Task description:
Output the line that contains "and find bare" and every line after it to the end of the entries, with nothing added or left out.

Recorded information:
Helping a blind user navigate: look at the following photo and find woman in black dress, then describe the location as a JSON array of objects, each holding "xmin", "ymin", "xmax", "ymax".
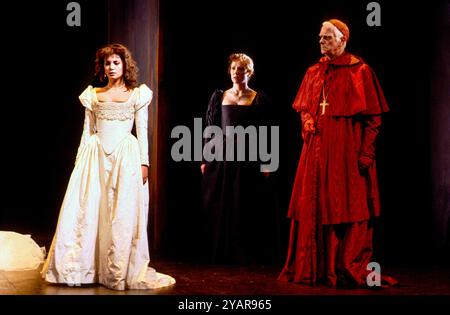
[{"xmin": 201, "ymin": 53, "xmax": 280, "ymax": 265}]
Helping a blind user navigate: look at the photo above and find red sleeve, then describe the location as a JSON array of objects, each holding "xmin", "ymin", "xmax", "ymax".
[
  {"xmin": 293, "ymin": 68, "xmax": 314, "ymax": 113},
  {"xmin": 360, "ymin": 115, "xmax": 382, "ymax": 159}
]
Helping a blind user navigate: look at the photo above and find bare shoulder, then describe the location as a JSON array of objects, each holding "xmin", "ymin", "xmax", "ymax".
[
  {"xmin": 94, "ymin": 87, "xmax": 107, "ymax": 95},
  {"xmin": 95, "ymin": 87, "xmax": 107, "ymax": 92}
]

Response area:
Helping a blind user navigate: look at the photo above and find bare shoulder, then describe the location as a JSON array of objects, each holding "xmin", "ymin", "xmax", "ymax".
[
  {"xmin": 94, "ymin": 87, "xmax": 107, "ymax": 95},
  {"xmin": 95, "ymin": 87, "xmax": 107, "ymax": 92}
]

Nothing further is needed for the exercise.